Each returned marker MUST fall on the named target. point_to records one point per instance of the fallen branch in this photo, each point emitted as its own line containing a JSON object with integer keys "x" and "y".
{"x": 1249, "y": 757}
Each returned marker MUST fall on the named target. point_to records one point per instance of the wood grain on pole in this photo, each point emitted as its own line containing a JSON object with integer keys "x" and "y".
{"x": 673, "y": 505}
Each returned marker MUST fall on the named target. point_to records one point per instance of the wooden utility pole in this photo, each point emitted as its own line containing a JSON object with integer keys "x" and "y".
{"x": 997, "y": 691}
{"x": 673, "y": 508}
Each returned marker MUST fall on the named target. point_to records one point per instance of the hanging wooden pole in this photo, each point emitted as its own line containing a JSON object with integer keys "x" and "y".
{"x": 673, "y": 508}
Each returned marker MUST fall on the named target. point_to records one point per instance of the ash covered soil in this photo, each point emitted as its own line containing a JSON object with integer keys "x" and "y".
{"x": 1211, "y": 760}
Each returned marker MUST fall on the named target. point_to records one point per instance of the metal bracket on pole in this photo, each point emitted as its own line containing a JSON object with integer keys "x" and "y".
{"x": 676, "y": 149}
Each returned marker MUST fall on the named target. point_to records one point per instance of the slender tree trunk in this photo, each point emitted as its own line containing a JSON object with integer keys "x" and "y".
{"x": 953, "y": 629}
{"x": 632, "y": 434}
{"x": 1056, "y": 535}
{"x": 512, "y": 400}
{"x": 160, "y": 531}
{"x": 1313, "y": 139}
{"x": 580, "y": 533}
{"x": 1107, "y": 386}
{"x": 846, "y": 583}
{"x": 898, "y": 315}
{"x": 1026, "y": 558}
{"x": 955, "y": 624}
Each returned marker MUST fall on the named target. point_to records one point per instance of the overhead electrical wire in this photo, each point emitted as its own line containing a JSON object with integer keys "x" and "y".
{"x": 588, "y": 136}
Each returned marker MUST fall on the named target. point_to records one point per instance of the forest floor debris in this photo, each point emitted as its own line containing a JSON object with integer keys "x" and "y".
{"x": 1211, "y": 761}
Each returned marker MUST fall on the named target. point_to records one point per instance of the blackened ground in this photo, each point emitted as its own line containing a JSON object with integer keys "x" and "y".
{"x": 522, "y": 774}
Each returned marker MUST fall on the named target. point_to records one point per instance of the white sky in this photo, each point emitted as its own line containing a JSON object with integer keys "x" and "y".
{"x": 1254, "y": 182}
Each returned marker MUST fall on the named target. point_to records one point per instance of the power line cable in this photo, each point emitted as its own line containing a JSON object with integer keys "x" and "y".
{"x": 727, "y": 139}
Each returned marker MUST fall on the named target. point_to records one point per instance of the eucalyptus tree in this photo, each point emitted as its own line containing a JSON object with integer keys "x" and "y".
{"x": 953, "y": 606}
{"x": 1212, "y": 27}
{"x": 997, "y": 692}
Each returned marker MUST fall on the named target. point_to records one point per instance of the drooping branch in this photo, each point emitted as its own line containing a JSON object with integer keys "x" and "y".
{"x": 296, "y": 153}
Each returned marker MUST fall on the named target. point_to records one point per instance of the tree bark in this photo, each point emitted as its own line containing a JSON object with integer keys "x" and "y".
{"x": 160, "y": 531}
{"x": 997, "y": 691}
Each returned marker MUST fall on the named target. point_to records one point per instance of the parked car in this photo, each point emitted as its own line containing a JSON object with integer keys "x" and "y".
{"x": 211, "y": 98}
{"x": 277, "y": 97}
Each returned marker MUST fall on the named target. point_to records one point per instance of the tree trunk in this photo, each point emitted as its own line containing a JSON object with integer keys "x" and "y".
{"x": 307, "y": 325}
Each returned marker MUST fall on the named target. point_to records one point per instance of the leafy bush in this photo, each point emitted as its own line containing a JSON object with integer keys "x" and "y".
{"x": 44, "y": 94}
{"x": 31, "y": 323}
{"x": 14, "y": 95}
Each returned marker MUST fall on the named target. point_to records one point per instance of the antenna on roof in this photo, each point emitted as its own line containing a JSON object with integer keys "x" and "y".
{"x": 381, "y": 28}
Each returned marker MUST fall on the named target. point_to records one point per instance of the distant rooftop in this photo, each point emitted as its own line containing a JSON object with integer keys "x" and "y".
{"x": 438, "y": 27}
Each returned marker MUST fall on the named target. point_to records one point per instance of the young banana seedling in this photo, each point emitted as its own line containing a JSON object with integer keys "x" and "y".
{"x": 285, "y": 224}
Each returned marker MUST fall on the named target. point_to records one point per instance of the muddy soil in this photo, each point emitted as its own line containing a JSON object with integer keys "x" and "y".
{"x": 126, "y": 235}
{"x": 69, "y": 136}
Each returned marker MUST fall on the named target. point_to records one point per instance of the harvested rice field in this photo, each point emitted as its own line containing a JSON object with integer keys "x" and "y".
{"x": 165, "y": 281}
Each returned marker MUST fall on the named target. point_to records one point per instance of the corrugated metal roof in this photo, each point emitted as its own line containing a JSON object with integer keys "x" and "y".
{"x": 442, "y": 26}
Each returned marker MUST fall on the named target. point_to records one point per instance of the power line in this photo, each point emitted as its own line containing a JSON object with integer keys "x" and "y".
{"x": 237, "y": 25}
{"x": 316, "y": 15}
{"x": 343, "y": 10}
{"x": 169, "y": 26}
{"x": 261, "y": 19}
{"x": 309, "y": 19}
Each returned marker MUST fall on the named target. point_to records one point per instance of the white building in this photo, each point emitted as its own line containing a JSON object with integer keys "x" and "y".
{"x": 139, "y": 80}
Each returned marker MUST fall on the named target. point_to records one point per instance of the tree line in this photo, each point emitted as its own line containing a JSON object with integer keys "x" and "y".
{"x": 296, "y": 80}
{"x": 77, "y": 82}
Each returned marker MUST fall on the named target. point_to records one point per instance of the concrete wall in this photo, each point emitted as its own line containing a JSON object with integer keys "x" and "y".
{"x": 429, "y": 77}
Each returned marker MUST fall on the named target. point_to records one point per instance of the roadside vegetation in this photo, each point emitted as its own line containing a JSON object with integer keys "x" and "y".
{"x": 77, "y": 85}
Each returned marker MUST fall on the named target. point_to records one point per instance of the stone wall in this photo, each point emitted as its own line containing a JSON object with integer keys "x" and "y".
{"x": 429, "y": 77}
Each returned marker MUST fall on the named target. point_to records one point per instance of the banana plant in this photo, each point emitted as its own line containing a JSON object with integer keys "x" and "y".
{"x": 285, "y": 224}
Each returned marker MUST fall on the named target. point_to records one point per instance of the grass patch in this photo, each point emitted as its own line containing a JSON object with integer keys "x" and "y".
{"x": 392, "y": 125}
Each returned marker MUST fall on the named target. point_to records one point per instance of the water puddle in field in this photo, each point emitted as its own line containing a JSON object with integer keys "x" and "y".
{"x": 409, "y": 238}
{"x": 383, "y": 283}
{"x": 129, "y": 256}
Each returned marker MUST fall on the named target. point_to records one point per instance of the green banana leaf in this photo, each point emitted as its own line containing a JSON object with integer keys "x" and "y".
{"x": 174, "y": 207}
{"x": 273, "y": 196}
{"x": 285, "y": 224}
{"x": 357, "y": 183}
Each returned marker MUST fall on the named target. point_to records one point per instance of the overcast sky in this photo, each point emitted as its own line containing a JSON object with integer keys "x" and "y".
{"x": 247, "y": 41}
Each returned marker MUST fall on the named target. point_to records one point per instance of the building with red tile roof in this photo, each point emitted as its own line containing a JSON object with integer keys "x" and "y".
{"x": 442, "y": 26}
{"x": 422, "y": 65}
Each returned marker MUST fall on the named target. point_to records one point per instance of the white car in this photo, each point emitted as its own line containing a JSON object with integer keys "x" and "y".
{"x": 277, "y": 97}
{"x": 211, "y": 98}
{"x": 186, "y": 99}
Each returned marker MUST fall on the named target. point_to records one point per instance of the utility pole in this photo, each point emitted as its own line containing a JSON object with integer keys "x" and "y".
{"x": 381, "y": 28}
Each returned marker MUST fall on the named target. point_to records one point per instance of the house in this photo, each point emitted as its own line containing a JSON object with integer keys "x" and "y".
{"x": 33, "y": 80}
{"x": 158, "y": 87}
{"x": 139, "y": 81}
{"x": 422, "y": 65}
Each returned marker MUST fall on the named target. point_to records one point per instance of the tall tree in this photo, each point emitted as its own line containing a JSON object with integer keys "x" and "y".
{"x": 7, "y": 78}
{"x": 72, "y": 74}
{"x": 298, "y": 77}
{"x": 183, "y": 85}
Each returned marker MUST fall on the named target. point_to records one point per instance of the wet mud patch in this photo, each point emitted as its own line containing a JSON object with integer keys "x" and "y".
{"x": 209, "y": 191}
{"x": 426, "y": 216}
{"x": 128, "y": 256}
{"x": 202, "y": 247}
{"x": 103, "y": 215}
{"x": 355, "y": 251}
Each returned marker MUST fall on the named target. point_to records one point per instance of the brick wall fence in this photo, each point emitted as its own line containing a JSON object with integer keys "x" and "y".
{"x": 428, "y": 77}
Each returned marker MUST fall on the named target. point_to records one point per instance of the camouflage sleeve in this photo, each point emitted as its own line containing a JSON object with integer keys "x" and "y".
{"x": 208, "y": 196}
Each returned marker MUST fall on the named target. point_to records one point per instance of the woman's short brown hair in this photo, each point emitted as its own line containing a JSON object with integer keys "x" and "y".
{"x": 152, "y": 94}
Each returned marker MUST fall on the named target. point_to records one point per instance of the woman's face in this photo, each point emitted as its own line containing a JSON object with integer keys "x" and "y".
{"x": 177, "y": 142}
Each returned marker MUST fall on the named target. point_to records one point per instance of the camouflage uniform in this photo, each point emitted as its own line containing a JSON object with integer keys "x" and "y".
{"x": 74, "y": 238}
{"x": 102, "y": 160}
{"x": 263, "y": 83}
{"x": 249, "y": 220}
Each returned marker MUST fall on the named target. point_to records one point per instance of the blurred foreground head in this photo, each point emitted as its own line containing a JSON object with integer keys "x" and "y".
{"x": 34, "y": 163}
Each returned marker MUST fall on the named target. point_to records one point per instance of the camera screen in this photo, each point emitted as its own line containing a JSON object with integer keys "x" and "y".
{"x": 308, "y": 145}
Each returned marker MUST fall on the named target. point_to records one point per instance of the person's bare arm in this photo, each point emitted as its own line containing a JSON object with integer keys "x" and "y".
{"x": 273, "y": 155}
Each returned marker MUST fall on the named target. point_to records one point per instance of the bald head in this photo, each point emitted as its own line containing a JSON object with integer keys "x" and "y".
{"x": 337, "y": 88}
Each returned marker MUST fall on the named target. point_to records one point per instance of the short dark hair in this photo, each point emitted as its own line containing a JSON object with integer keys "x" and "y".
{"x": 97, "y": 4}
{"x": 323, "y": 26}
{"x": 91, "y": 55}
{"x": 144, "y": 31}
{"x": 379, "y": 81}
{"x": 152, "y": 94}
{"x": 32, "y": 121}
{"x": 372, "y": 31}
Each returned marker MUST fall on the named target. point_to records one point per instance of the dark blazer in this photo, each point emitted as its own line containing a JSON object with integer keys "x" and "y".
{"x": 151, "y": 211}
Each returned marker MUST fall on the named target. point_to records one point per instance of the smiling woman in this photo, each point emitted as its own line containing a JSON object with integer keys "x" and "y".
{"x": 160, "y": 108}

STATED GOAL:
Find the line with "of the short" in the listing above, then write out that line and each remaining line exactly, with no other text.

RESPONSE:
Each returned marker MUST fall on the named target. point_to records one point per instance of the short dark hair in this photo, each point emitted as its own line containing a JSON object with integer keys "x" and "y".
{"x": 97, "y": 4}
{"x": 323, "y": 26}
{"x": 91, "y": 55}
{"x": 144, "y": 31}
{"x": 379, "y": 81}
{"x": 152, "y": 94}
{"x": 32, "y": 121}
{"x": 372, "y": 31}
Each returned marker MUST fall on the named target. point_to records one point per instance of the dark blazer in this photo, each point emitted as its own line containing a JSON object with integer keys "x" and "y".
{"x": 151, "y": 211}
Each returned marker MUST fall on the named target. point_to records one point per instance of the smiling woman in this photo, each point emitted as its own line containing a JSON object with integer keys "x" and "y".
{"x": 160, "y": 108}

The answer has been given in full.